Point annotation dataset records
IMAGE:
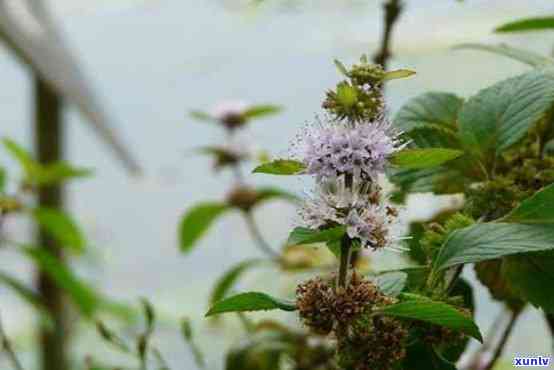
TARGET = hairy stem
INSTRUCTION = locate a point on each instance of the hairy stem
(345, 251)
(49, 148)
(8, 349)
(262, 244)
(393, 9)
(503, 340)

GIVEN TASK
Rewrite the items above with each "hairy stem" changed to "fuzzy stalk" and all other text kept the same. Omit the pictures from your answer.

TASK OUTPUT
IMAGE:
TARGET = fuzzy stalk
INSTRUCTION = locate a point on each instance of the fuzzy stalk
(345, 251)
(49, 148)
(8, 349)
(262, 244)
(393, 9)
(503, 340)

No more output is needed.